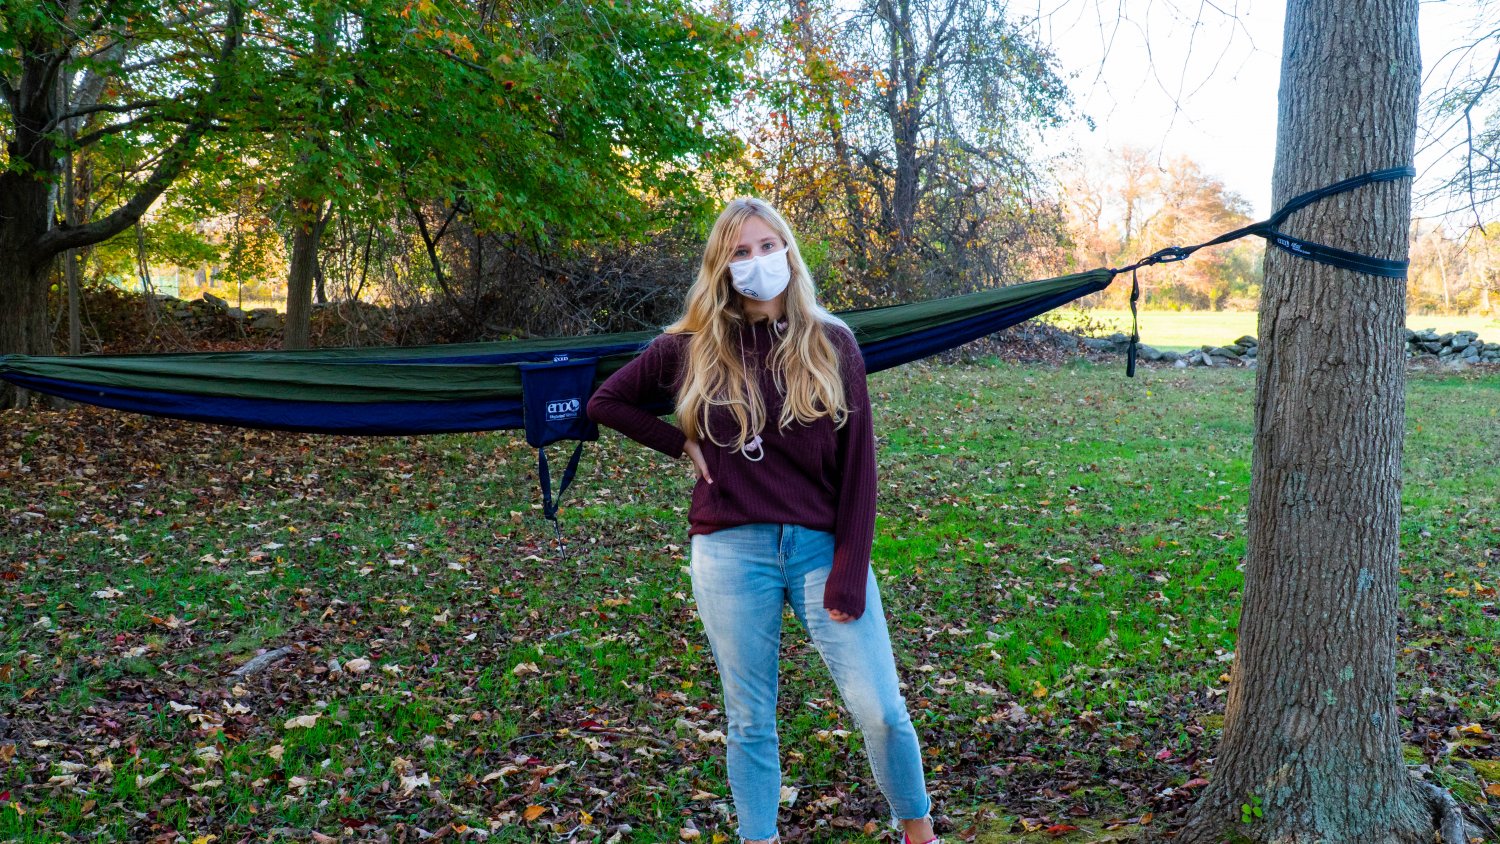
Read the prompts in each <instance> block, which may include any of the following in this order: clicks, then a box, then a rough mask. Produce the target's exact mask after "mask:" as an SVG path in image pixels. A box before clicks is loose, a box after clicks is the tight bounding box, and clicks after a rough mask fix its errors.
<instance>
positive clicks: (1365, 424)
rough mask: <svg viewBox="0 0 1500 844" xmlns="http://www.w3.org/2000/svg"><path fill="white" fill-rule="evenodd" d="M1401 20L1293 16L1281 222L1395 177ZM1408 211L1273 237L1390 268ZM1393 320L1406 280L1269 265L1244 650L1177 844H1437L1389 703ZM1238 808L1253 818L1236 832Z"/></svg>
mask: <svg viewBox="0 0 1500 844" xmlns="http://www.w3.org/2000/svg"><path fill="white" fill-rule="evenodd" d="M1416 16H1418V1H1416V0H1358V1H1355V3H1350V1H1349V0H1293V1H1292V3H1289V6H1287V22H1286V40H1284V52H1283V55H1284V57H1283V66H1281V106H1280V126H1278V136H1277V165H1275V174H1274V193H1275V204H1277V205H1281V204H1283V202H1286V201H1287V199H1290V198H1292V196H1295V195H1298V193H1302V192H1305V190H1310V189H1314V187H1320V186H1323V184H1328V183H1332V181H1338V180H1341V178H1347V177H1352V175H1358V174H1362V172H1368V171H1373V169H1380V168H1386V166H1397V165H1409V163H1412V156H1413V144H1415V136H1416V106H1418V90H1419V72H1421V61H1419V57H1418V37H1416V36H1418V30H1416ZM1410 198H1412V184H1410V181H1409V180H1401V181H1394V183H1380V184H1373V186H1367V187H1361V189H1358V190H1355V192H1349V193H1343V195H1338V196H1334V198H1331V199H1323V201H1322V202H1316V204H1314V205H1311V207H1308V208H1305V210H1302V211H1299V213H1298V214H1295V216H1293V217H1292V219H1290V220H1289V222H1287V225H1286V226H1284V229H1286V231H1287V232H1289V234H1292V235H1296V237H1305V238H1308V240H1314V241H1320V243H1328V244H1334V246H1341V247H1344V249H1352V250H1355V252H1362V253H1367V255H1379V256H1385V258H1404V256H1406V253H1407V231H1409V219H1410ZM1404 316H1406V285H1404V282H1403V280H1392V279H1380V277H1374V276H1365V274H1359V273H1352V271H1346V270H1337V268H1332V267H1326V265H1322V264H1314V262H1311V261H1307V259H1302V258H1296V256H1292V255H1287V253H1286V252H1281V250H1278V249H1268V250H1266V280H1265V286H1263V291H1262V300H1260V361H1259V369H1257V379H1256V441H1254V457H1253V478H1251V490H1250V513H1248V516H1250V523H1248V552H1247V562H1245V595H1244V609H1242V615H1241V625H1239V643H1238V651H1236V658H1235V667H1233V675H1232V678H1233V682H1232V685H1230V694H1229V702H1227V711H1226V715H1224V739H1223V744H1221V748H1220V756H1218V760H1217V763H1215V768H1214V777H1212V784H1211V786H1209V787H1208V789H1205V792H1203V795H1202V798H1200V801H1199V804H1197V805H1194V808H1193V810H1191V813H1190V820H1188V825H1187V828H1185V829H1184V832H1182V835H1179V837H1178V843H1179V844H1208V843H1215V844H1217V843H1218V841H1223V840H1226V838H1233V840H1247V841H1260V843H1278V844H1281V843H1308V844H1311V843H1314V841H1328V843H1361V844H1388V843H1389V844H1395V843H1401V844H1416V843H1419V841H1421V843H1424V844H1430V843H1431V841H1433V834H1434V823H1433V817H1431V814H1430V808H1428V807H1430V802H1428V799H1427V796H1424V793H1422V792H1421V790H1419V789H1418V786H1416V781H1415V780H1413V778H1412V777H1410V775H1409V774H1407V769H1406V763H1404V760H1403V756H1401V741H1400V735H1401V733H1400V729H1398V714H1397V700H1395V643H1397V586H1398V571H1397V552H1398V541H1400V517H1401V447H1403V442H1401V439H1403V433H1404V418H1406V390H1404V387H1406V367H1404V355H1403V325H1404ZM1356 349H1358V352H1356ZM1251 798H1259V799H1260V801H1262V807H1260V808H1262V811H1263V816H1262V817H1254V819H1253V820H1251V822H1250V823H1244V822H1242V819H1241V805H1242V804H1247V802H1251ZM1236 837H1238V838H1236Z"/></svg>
########
EXERCISE REQUIREMENTS: Update every row above by changing "positive clicks" to "foreground clicks" and keeping everything else the same. Leave the picture out of your answer.

ANSWER BELOW:
Read the prompts in each <instance> block, which may include any of the following in this order: clicks, then a box, then a rough mask. Produce the target's exact mask after "mask:" as an SVG path in image pixels. A box before clicks is loose, a box after clicks is the tight bounding box, and clicks after a rough mask fix its errors.
<instance>
foreground clicks: (1365, 424)
rough mask: <svg viewBox="0 0 1500 844" xmlns="http://www.w3.org/2000/svg"><path fill="white" fill-rule="evenodd" d="M1401 20L1293 16L1281 222L1395 177ZM1408 211L1273 237L1390 268ZM1393 320L1406 280L1269 265L1244 650L1177 844H1437L1389 703ZM1238 808L1253 818L1236 832Z"/></svg>
mask: <svg viewBox="0 0 1500 844" xmlns="http://www.w3.org/2000/svg"><path fill="white" fill-rule="evenodd" d="M1416 16H1418V1H1416V0H1358V1H1355V3H1350V1H1349V0H1293V1H1292V3H1289V6H1287V22H1286V40H1284V52H1283V55H1284V57H1283V66H1281V106H1280V126H1278V136H1277V165H1275V174H1274V193H1275V204H1277V205H1281V204H1283V202H1286V201H1287V199H1290V198H1292V196H1295V195H1298V193H1302V192H1305V190H1310V189H1314V187H1320V186H1323V184H1328V183H1332V181H1338V180H1341V178H1347V177H1352V175H1358V174H1362V172H1368V171H1373V169H1380V168H1386V166H1397V165H1409V163H1412V156H1413V144H1415V136H1416V106H1418V90H1419V72H1421V61H1419V57H1418V37H1416V36H1418V30H1416ZM1410 198H1412V184H1410V181H1409V180H1401V181H1394V183H1380V184H1373V186H1367V187H1361V189H1358V190H1355V192H1349V193H1343V195H1338V196H1334V198H1331V199H1323V201H1322V202H1316V204H1314V205H1311V207H1308V208H1305V210H1302V211H1299V213H1298V214H1295V216H1293V217H1292V219H1290V220H1289V222H1287V225H1286V226H1284V229H1286V231H1287V232H1289V234H1292V235H1296V237H1305V238H1308V240H1314V241H1320V243H1328V244H1334V246H1341V247H1344V249H1352V250H1355V252H1362V253H1367V255H1379V256H1385V258H1404V256H1406V253H1407V231H1409V219H1410ZM1404 316H1406V285H1404V282H1403V280H1392V279H1380V277H1374V276H1365V274H1359V273H1352V271H1346V270H1337V268H1332V267H1326V265H1322V264H1314V262H1311V261H1307V259H1302V258H1296V256H1292V255H1287V253H1286V252H1281V250H1278V249H1268V250H1266V280H1265V286H1263V291H1262V300H1260V361H1259V369H1257V379H1256V441H1254V457H1253V478H1251V490H1250V513H1248V516H1250V523H1248V552H1247V562H1245V595H1244V609H1242V615H1241V625H1239V643H1238V651H1236V658H1235V667H1233V675H1232V678H1233V682H1232V685H1230V694H1229V702H1227V711H1226V715H1224V739H1223V744H1221V748H1220V756H1218V760H1217V763H1215V768H1214V777H1212V784H1211V786H1209V787H1208V789H1205V792H1203V795H1202V798H1200V801H1199V804H1197V805H1194V808H1193V810H1191V813H1190V820H1188V825H1187V828H1185V829H1184V832H1182V835H1179V837H1178V843H1179V844H1208V843H1215V844H1217V843H1218V841H1223V840H1226V838H1233V840H1247V841H1260V843H1278V844H1281V843H1308V844H1311V843H1314V841H1328V843H1361V844H1388V843H1389V844H1395V843H1401V844H1416V843H1419V841H1421V843H1424V844H1430V843H1431V841H1433V834H1434V823H1433V817H1431V814H1430V808H1428V807H1430V802H1428V799H1427V796H1424V793H1422V792H1421V790H1419V789H1418V786H1416V781H1415V780H1413V778H1412V777H1410V775H1409V774H1407V769H1406V763H1404V760H1403V756H1401V741H1400V735H1401V733H1400V729H1398V714H1397V700H1395V643H1397V586H1398V571H1397V552H1398V541H1400V517H1401V447H1403V442H1401V439H1403V433H1404V418H1406V390H1404V387H1406V367H1404V355H1403V325H1404ZM1356 349H1358V352H1356ZM1251 798H1259V799H1260V801H1262V807H1260V808H1262V811H1263V816H1262V817H1254V819H1253V820H1251V822H1250V823H1244V822H1242V819H1241V805H1242V804H1247V802H1251ZM1236 837H1238V838H1236Z"/></svg>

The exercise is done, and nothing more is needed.